Selected excerpt:

● ● ● ● ● ● ●

For David a bulletproof bus, concrete walls, and sand bags in the windows were routine things. Not only had the State failed to solve the problem, it had in fact created it, and even persecuted those who tried to defend themselves.

Yehuda and Tamar explained to David that the problem did not lie with the State but with the government. We love the State and the government will change. But David didn't really succeed in understanding these nuances. For him the State did not represent justice, but his parents and his friends did. The teachers and the settlement represented justice, but the State, the army, and the police were something mixed up, that sometimes protects me and sometimes persecutes me. They were something pitiful, that you have to hold onto, to prevent it from getting away.

David and his friends grew up in this duality during the Oslo decade. When Sharon decided to destroy entire settlements and evict their residents, David and his friends were 16 years old. They grew up with a great contradiction -- between wonderful G-d-fearing education, love for the nation and the country, restraint, pioneering, and self-sacrifice -- that they received from their parents, and the impotence, nihilism, and criminal abandonment radiated by their State.

● ● ● ● ● ● ●

Short exercise 1: Decide whether each statement agrees with the passage about David, answering yes or no and quoting the deciding words. (a) Yehuda and Tamar told David that the problem lay with the government rather than the State. (b) For David, the State represented justice. (c) David and his friends were 18 years old when Sharon decided to destroy entire settlements.
Short exercise 2: Return the stretch of the passage about David from "Yehuda and Tamar" through "from getting away.", copied word for word.

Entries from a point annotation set
● ● ● ● ● ● ●

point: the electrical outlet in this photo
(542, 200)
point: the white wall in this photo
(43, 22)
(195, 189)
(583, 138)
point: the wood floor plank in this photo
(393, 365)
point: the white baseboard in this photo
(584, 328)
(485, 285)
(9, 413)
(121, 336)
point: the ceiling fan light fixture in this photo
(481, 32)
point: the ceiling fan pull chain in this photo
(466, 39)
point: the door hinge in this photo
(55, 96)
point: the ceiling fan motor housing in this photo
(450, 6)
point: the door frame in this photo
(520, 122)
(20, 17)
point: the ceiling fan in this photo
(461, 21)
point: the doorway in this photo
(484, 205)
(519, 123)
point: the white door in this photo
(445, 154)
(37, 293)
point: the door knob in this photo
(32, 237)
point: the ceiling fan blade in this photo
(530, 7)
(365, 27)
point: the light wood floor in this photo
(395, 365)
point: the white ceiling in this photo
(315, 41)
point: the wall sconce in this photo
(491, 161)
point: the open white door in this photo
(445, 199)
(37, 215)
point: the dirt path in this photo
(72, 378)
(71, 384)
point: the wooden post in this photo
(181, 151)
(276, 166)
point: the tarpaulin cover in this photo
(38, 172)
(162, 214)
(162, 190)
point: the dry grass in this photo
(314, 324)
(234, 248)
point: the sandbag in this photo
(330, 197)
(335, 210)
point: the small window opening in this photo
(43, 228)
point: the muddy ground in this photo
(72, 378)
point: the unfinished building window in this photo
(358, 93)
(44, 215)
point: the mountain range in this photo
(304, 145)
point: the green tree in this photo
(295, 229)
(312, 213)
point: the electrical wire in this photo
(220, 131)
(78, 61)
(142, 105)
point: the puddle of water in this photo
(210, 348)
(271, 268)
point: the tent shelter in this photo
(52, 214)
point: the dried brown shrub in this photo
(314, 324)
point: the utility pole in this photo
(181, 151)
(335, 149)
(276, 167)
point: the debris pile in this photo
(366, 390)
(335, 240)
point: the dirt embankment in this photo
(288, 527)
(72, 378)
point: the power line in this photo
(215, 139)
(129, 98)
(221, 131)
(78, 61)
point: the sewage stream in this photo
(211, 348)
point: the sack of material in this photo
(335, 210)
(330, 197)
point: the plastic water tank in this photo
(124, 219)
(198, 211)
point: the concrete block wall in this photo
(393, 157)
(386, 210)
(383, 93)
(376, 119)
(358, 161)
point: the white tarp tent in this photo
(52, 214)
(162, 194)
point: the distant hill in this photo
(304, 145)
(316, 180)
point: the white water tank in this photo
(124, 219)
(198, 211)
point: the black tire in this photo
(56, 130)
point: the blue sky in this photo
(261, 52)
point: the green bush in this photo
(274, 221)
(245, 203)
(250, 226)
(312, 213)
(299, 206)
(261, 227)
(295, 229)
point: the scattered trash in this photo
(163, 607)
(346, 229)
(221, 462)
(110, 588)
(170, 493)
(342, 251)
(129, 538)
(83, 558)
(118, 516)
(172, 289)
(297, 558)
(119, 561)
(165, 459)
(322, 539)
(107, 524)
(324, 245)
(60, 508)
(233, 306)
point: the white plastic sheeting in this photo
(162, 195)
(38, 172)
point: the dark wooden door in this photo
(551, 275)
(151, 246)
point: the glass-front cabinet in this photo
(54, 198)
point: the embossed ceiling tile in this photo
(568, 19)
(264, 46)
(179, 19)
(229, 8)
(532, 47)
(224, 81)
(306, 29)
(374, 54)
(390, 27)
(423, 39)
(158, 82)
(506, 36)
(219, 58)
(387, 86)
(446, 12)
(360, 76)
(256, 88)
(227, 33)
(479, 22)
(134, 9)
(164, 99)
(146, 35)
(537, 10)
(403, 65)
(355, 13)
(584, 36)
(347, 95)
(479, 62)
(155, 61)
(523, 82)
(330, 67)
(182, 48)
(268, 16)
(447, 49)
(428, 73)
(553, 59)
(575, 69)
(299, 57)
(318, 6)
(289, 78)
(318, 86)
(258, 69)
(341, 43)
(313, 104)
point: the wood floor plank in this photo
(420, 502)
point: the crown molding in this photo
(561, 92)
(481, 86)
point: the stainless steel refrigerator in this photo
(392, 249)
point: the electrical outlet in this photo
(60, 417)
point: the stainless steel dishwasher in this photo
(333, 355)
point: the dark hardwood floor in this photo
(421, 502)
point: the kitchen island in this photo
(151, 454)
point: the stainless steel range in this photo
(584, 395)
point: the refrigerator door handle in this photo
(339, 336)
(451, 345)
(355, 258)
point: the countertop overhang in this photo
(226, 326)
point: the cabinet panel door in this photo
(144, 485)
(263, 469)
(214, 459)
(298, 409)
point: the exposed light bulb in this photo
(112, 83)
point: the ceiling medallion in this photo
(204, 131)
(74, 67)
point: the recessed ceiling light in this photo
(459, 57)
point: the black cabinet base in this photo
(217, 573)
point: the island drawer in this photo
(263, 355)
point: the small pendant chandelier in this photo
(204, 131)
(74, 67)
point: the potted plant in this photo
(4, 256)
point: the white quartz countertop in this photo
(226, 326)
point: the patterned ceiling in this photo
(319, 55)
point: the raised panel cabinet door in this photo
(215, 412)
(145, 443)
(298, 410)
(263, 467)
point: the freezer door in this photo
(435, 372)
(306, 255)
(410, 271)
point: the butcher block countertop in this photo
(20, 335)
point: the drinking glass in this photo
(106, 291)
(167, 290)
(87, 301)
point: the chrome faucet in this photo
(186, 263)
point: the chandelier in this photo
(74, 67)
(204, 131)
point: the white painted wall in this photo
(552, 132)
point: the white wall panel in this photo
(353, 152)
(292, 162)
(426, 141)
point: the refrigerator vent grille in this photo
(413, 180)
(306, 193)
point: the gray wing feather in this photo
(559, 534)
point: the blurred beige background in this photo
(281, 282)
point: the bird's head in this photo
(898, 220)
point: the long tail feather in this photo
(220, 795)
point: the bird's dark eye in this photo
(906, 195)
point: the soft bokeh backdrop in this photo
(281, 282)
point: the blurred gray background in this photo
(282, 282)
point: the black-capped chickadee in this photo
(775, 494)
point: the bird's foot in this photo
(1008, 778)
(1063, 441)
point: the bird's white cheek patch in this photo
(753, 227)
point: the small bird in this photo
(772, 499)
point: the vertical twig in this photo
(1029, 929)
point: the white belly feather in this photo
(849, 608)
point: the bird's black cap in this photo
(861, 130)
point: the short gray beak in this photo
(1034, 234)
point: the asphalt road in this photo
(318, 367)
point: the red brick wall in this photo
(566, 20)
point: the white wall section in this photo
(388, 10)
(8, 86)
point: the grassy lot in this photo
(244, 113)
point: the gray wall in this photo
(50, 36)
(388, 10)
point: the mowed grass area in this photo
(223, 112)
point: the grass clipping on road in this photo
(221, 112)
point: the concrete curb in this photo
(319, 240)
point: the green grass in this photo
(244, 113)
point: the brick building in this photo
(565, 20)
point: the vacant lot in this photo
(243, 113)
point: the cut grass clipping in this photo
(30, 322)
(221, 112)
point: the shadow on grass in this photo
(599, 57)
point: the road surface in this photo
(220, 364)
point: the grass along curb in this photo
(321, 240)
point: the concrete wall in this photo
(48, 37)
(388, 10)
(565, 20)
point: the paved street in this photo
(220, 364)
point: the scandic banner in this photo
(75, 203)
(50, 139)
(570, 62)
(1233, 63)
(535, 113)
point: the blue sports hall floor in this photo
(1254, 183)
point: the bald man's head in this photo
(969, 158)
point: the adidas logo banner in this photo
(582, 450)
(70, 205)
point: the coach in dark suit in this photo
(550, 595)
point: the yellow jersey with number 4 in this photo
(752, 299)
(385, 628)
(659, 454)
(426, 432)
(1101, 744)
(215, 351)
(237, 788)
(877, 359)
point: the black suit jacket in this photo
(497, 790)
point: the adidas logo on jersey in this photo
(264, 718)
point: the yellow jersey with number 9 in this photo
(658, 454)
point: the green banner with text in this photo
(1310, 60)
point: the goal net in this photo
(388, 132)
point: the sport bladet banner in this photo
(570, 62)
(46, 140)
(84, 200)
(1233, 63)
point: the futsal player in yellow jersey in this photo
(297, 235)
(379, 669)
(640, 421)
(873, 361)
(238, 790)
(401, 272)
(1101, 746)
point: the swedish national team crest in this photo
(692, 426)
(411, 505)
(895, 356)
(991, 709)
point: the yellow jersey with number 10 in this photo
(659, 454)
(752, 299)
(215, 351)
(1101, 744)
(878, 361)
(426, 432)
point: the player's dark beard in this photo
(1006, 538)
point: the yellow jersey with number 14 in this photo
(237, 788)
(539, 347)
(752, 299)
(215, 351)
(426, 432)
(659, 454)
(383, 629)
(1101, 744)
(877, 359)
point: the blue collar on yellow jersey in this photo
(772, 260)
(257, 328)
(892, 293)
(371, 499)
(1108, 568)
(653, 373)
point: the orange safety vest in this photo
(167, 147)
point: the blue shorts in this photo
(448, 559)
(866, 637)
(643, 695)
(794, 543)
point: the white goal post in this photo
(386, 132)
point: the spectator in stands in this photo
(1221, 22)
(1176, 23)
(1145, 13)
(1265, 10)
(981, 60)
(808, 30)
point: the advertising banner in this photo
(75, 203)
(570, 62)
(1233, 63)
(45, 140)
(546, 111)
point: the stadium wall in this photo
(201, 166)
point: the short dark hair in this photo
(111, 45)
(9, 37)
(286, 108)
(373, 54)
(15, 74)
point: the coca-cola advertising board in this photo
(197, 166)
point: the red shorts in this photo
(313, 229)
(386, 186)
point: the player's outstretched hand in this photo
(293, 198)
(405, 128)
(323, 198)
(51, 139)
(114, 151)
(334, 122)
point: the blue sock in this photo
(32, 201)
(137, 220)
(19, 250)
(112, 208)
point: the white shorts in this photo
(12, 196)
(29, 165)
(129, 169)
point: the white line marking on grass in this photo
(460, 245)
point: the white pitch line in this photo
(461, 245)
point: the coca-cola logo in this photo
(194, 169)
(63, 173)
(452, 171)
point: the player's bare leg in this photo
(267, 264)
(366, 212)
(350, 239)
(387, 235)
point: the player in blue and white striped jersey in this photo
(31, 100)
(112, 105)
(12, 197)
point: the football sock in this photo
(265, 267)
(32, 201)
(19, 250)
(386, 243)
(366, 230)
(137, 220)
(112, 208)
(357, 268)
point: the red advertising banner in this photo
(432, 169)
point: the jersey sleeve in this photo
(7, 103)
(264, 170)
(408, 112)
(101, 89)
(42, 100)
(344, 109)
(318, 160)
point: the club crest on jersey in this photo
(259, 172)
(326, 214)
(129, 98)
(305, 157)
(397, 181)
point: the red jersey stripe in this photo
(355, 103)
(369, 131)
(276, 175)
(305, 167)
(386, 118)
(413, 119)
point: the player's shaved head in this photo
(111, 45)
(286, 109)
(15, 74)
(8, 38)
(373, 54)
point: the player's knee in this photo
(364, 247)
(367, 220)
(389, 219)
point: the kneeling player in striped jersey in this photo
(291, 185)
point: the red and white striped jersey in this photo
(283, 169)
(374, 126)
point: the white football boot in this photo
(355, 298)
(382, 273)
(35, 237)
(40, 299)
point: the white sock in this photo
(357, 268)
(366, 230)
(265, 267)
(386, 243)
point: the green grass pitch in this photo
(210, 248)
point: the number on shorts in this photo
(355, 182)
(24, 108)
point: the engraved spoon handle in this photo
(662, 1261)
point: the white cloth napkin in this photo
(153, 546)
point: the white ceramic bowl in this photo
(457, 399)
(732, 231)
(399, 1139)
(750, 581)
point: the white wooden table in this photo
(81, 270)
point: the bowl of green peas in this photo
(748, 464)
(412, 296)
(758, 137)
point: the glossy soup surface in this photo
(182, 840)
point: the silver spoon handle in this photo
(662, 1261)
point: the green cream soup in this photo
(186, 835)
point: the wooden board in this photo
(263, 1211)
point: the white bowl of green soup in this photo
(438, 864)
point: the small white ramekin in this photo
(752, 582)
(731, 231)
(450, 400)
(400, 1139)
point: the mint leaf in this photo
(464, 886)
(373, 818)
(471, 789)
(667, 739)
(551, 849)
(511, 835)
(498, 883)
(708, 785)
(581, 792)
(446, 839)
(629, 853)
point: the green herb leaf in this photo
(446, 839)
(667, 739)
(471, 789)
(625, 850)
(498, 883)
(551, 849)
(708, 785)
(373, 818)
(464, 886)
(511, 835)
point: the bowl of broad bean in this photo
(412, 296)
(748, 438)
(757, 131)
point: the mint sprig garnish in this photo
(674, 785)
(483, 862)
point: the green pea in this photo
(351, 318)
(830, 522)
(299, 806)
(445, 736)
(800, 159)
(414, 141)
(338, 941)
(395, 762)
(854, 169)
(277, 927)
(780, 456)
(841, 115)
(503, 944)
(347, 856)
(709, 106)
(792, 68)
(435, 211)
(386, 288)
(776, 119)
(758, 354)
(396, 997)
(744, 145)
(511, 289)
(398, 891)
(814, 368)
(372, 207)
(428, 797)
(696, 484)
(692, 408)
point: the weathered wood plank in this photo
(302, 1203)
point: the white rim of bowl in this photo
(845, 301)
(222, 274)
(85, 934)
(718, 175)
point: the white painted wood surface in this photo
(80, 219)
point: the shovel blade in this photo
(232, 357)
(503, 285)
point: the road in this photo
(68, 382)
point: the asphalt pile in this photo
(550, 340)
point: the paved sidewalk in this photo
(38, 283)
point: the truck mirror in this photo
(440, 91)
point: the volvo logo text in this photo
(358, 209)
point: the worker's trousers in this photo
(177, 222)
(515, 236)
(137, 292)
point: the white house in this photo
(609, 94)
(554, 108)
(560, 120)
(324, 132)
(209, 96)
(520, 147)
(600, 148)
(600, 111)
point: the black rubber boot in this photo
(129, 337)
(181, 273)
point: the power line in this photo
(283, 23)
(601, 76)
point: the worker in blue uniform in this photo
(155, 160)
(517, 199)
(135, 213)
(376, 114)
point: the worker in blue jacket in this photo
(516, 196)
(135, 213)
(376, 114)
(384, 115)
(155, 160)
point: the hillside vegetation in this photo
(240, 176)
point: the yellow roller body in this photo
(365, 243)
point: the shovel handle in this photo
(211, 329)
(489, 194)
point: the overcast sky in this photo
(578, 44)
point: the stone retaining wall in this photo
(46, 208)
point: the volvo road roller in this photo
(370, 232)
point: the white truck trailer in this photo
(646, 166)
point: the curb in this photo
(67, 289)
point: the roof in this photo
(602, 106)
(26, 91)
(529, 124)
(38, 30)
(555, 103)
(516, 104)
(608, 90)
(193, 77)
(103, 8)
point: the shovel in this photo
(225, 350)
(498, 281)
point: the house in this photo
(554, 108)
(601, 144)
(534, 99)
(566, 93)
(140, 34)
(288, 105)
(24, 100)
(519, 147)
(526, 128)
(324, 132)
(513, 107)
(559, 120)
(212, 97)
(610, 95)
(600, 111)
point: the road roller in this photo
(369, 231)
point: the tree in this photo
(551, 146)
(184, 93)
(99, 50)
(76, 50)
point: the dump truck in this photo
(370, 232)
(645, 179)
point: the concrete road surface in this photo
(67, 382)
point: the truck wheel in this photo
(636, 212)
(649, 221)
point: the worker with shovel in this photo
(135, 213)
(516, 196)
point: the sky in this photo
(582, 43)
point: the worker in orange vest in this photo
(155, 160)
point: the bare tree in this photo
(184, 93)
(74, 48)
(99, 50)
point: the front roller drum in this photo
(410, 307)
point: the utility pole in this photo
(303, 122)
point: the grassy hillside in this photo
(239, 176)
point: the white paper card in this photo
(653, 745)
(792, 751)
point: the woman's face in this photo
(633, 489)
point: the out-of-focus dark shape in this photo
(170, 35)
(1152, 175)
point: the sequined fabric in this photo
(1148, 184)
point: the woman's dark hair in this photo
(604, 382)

● ● ● ● ● ● ●

Complete output 1:
(a) Yes: "Yehuda and Tamar explained to David that the problem did not lie with the State but with the government."
(b) No: "For him the State did not represent justice, but his parents and his friends did."
(c) No: "David and his friends were 16 years old."

Complete output 2:
Yehuda and Tamar explained to David that the problem did not lie with the State but with the government. We love the State and the government will change. But David didn't really succeed in understanding these nuances. For him the State did not represent justice, but his parents and his friends did. The teachers and the settlement represented justice, but the State, the army, and the police were something mixed up, that sometimes protects me and sometimes persecutes me. They were something pitiful, that you have to hold onto, to prevent it from getting away.